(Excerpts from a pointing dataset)
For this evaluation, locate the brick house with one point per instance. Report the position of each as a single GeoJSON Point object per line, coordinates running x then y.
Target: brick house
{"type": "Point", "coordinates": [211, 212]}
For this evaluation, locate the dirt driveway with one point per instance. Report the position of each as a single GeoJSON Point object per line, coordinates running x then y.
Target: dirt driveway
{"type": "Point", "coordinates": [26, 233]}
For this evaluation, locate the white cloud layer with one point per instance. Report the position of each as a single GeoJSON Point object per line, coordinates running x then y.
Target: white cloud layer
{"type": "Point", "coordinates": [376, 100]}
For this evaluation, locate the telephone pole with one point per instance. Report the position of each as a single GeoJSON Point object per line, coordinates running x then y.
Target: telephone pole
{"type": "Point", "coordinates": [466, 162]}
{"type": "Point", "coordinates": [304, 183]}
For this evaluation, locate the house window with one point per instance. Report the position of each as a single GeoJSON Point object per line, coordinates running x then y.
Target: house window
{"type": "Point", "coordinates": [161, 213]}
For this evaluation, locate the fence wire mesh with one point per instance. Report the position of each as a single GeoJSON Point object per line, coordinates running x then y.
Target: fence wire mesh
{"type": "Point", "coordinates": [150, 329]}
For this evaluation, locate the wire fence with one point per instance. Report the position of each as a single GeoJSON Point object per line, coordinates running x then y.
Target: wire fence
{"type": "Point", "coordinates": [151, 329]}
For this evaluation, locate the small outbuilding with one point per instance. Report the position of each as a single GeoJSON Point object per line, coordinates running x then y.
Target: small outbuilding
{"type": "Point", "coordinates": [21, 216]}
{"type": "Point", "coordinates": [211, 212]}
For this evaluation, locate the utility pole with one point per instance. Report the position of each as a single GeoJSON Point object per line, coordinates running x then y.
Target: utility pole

**STATED PROBLEM**
Output verbatim the lines that begin with the one containing "For this evaluation, locate the fence" and run through the end of the items, including both ends.

**FINISHED EXERCISE**
For this evaluation, locate the fence wire mesh with one point per instance. Report the position of each as a single GeoJSON Point object per line, coordinates running x then y.
Target: fence wire mesh
{"type": "Point", "coordinates": [150, 329]}
For this evaluation, locate the wire fence with one point per instance. Report the position of each as a single GeoJSON Point object per line, coordinates running x then y.
Target: wire fence
{"type": "Point", "coordinates": [151, 329]}
For this evaluation, locate the small outbuilding with one point per instance. Report the position of each as a single GeoJSON Point object per line, coordinates running x then y.
Target: small outbuilding
{"type": "Point", "coordinates": [21, 216]}
{"type": "Point", "coordinates": [211, 212]}
For this evaluation, locate the utility pole with one point per instance. Report the position of each as a single GeoJSON Point object per line, coordinates running x then y.
Target: utility pole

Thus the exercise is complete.